#### READING PASSAGE
########
Re: Keep notnullattrs in RelOptInfo (Was part of UniqueKey patch series)

From: Andy Fan <zhihui(dot)fan1213(at)gmail(dot)com>
To: Zhihong Yu <zyu(at)yugabyte(dot)com>
Cc: David Rowley <dgrowleyml(at)gmail(dot)com>, Tom Lane <tgl(at)sss(dot)pgh(dot)pa(dot)us>, PostgreSQL Hackers <pgsql-hackers(at)lists(dot)postgresql(dot)org>, Masahiko Sawada <sawada(dot)mshk(at)gmail(dot)com>, Dmitry Dolgov <9erthalion6(at)gmail(dot)com>, Ashutosh Bapat <ashutosh(dot)bapat(dot)oss(at)gmail(dot)com>, Heikki Linnakangas <hlinnaka(at)iki(dot)fi>, "Hou, Zhijie" <houzj(dot)fnst(at)cn(dot)fujitsu(dot)com>, Floris Van Nee <florisvannee(at)optiver(dot)com>
Subject: Re: Keep notnullattrs in RelOptInfo (Was part of UniqueKey patch series)
Date: 2021-08-16 02:24:24
Message-ID: CAKU4AWo5ySsRQ1bJX9jsYN79zJY3Hp3p=FBfsn1X64oOW=SN=Q@mail.gmail.com
Views: Raw Message | Whole Thread | Download mbox | Resend email
Thread:
Lists: pgsql-hackers

Hi Zhihong,

On Mon, Aug 16, 2021 at 12:35 AM Zhihong Yu <zyu(at)yugabyte(dot)com> wrote:
>
>
>
> On Sun, Aug 15, 2021 at 7:33 AM Andy Fan <zhihui(dot)fan1213(at)gmail(dot)com> wrote:
>>
>> Hi:
>>
>> I have finished the parts for baserel, joinrel, subquery, distinctrel. I think
>> the hardest ones have been verified. Here is the design overview.
########
#### DATASET RECORDS

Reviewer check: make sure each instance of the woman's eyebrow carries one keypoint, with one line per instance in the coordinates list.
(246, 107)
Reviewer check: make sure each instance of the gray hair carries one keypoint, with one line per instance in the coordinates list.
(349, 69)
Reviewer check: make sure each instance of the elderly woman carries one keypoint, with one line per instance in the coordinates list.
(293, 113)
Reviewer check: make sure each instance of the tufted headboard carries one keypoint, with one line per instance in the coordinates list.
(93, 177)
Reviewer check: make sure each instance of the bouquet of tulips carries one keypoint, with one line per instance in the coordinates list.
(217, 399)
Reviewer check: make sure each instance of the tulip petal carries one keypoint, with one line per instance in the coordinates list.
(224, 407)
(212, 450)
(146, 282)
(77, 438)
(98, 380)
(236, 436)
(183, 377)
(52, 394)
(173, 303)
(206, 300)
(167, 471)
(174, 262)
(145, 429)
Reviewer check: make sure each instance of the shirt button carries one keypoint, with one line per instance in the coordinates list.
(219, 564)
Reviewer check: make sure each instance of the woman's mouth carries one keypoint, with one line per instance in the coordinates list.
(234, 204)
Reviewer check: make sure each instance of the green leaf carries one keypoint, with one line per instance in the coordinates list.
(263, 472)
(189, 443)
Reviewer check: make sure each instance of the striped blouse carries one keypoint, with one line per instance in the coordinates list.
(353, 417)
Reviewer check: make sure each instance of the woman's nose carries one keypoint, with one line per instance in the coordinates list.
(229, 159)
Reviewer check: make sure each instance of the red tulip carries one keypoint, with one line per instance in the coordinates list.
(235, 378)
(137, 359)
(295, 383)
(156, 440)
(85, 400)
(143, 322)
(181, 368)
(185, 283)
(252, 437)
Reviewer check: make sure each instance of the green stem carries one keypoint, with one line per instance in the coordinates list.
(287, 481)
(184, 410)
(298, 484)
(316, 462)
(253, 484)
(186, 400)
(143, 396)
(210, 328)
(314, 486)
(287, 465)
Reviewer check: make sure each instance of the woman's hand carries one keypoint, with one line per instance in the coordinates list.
########
#### WHAT IS ASKED
1. From the notnullattrs message, list the kinds of relation whose parts Andy Fan reports as finished.
2. In the notnullattrs message, what grounds does Andy Fan give before presenting the design overview?
3. Carry on with the notnullattrs message from the point where it stops.
The material comes from a different source than the notnullattrs message.

#### ANSWERS IN ORDER
1. baserel, joinrel, subquery, distinctrel

2. Andy Fan has finished the parts for baserel, joinrel, subquery and distinctrel. Andy Fan also thinks the hardest of these have been verified.

3.
>>
>> 1. Use EC instead of expr to cover more UniqueKey cases.
>> 2. Redesign the UniqueKey as below:
>>
>> @@ -246,6 +246,7 @@ struct PlannerInfo
>>
>> List *eq_classes; /* list of active EquivalenceClasses */
>> + List *unique_exprs; /* List of unique expr */
>>
>> bool ec_merging_done; /* set true once ECs are canonical */
>>
>> +typedef struct UniqueKey
>> +{
>> + NodeTag type;
>> + Bitmapset *unique_expr_indexes;
>> + bool multi_nulls;
>> +} UniqueKey;
>> +
>>
>> PlannerInfo.unique_exprs is a List of unique exprs. Unique Exprs is a set of
>> EquivalenceClass. for example:
>>
>> CREATE TABLE T1(A INT NOT NULL, B INT NOT NULL, C INT, pk INT primary key);
>> CREATE UNIQUE INDEX ON t1(a, b);
>>
>> SELECT DISTINCT * FROM T1 WHERE a = c;
>>
>> Then we would have PlannerInfo.unique_exprs as below
>> [
>> [EC(a, c), EC(b)],
>> [EC(pk)]
>> ]
>>
>> RelOptInfo(t1) would have 2 UniqueKeys.
>> UniqueKey1 {unique_expr_indexes=bms{0}, multinull=false]
>> UniqueKey2 {unique_expr_indexes=bms{1}, multinull=false]
>>
>> The design will benefit many table joins cases. For instance a 10- tables join,
>> each table has a primary key (a, b). Then we would have a UniqueKey like
>> this.
>>
>> JoinRel{1,2,3,4} - {t1.a, t1.b, t2.a, t2.b, t3.a, t3.b t4.a t4.b}
>> JoinRel{1,2,3,4,5} - {t1.a, t1.b, t2.a, t2.b, t3.a, t3.b t4.a t4.b t5.a t5.b}
>>
>> When more tables are joined, the list would be longer and longer, build the list
>> consumes both CPU cycles and memory.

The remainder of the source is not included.